▶ [MATERIAL FOR THE TASK]:
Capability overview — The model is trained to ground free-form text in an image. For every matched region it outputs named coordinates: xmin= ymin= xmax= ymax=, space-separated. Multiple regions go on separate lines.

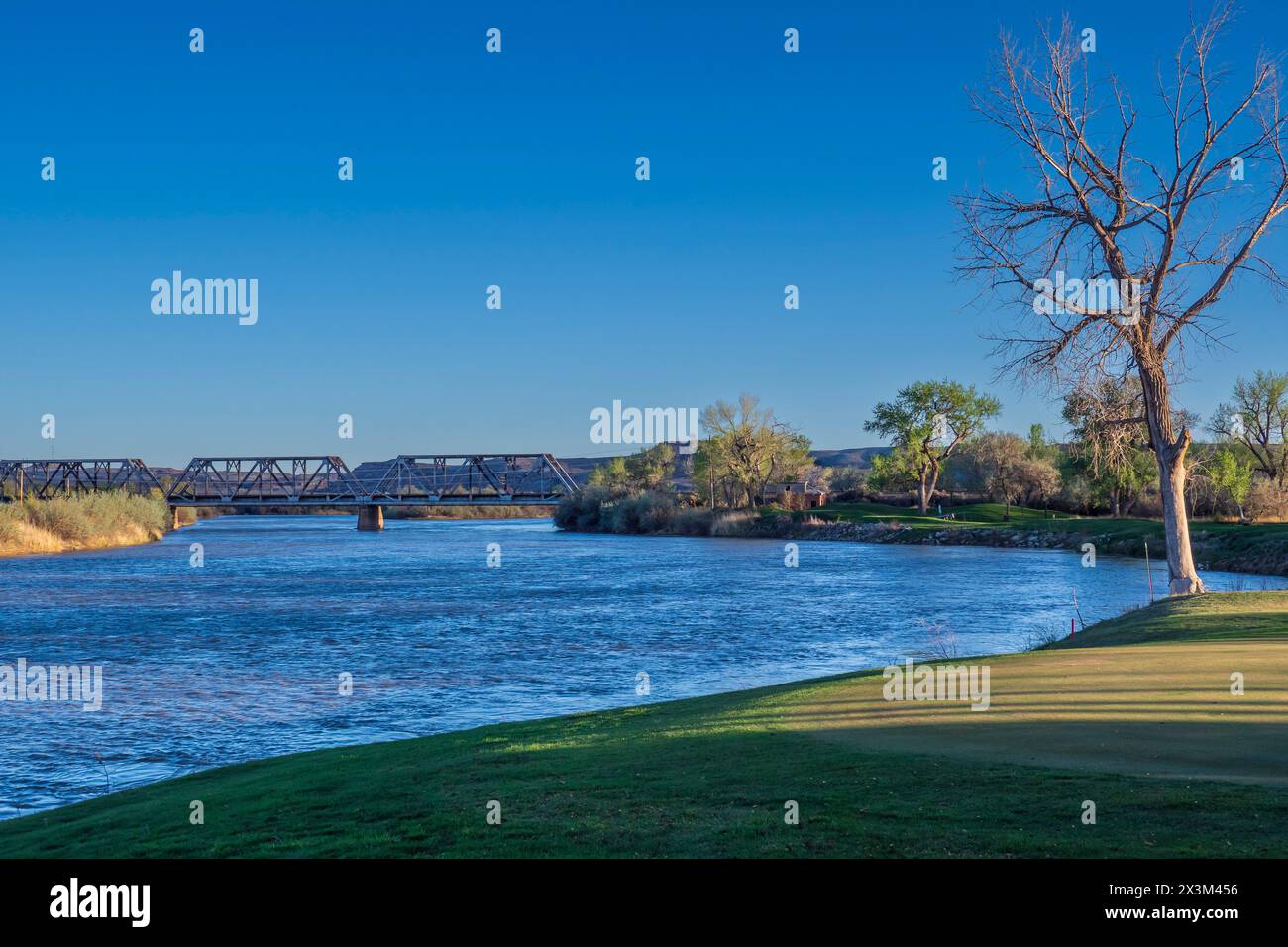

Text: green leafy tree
xmin=863 ymin=380 xmax=1002 ymax=514
xmin=693 ymin=394 xmax=814 ymax=506
xmin=1208 ymin=371 xmax=1288 ymax=487
xmin=1207 ymin=447 xmax=1252 ymax=522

▶ [STATED TASK]:
Reproduce the data above verbatim, omitting the pictures.

▶ [THE ANSWER]:
Capability overview — The model is trained to ground free-form text in an image. For every matched region it outputs named coordinates: xmin= ymin= xmax= ymax=, space-separated. Multiple regions go on separate lines.


Text: green leafy tree
xmin=863 ymin=380 xmax=1002 ymax=514
xmin=693 ymin=394 xmax=814 ymax=506
xmin=1208 ymin=371 xmax=1288 ymax=487
xmin=1207 ymin=447 xmax=1252 ymax=522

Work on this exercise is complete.